**Records for the exercise:**
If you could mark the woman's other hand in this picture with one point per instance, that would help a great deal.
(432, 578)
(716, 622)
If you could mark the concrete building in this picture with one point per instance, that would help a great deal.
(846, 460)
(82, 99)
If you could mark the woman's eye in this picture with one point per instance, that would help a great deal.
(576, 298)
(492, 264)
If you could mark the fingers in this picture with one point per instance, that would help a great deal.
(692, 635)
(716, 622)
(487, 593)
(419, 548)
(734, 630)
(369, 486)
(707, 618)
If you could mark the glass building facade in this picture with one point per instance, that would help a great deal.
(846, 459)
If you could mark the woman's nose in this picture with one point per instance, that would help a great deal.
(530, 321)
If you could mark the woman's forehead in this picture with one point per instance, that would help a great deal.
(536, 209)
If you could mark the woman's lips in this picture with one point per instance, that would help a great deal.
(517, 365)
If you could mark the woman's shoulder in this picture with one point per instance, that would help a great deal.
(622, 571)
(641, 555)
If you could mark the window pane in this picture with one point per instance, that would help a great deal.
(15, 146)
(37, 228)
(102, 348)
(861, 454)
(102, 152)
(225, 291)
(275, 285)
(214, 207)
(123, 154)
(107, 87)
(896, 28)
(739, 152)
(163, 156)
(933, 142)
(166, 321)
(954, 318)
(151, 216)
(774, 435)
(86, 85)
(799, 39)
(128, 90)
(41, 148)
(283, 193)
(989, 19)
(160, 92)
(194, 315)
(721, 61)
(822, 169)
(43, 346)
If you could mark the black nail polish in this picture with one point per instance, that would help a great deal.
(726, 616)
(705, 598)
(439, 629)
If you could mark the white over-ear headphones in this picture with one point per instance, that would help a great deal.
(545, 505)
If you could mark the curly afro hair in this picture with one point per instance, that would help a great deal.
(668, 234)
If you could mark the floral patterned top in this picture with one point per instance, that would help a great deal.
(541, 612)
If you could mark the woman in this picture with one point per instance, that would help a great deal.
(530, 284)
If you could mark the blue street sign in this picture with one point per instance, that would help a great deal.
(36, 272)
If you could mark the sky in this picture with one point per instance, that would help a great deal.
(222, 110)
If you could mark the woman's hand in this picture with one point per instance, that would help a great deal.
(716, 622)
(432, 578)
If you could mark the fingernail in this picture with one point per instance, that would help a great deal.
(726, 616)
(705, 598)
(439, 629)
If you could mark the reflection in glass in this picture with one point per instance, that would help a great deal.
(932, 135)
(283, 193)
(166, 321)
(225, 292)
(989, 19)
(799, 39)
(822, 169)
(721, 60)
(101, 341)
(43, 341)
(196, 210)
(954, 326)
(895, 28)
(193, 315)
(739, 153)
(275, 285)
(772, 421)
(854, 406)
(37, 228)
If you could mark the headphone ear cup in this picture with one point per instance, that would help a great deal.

**Activity:**
A verbatim transcription of all the entries above is required.

**Expected answer:**
If you could mark the woman's other hand in this picture with one point per instance, that would help a great deal.
(432, 578)
(716, 622)
If you could mark the concrete building in this picture with one point per instance, that would help a great deal.
(846, 460)
(82, 99)
If you could mark the woman's eye in this picture with one point per instance, that would help a great deal.
(576, 298)
(492, 264)
If you could mark the fingers in this picture with one point per instance, that would help a great deal.
(692, 635)
(716, 622)
(487, 593)
(419, 548)
(734, 630)
(369, 486)
(707, 618)
If you could mark the glass building facade in this picture with one point per instance, that would help a great deal.
(846, 459)
If you could mark the woman's nose in this picture with one point per instance, that would help a great deal.
(530, 321)
If you could mark the woman's forehead in this picture with one point per instance, that would help a great deal.
(536, 209)
If you could mark the woman's lips in this picture with one point per instance, that would help a great deal.
(517, 365)
If you could mark the woman's shoulder in this picture with one point per instance, that would help a great deal.
(622, 571)
(641, 555)
If you could mark the window pane in this picture with one point per instance, that would help a great deal.
(15, 146)
(37, 228)
(102, 348)
(861, 454)
(102, 152)
(225, 291)
(275, 285)
(214, 207)
(123, 154)
(107, 87)
(896, 28)
(739, 152)
(163, 156)
(933, 142)
(166, 321)
(954, 318)
(151, 216)
(774, 435)
(86, 85)
(799, 39)
(128, 90)
(41, 148)
(283, 193)
(989, 19)
(160, 92)
(194, 315)
(721, 61)
(822, 169)
(43, 346)
If you could mark the black nail polish in this picture with one point per instance, that would help a great deal.
(726, 616)
(705, 598)
(439, 629)
If you could mark the white over-ear headphones in this picture with one point per instance, that would help a great deal.
(545, 505)
If you could mark the curly afro hair in this picture with one point per instance, that would help a great deal.
(668, 234)
If you could mark the floral patterned top in this picture with one point per instance, that would help a great deal.
(541, 612)
If you could mark the woman in this picture with one point per instance, that would help a great deal.
(530, 284)
If you could mark the blue street sign in this picture with one point per instance, that would help a great deal.
(36, 272)
If you could mark the sky in this picture with one point per instance, that would help a great deal.
(222, 110)
If you could mark the woman's hand in this picture with one point per instance, that would help a great deal.
(716, 622)
(432, 578)
If you could mark the fingernail in this picture with one point per instance, that would help a great deal.
(726, 616)
(705, 598)
(439, 629)
If you could mark the reflection in glass in this picture with one point per instance, that would help a great deal.
(932, 135)
(283, 193)
(166, 321)
(225, 292)
(989, 19)
(799, 39)
(822, 169)
(721, 60)
(101, 341)
(43, 341)
(196, 210)
(954, 326)
(895, 28)
(193, 315)
(739, 153)
(275, 285)
(772, 421)
(854, 406)
(37, 228)
If you could mark the headphone ear cup in this picture with one point per instance, that would help a great deal.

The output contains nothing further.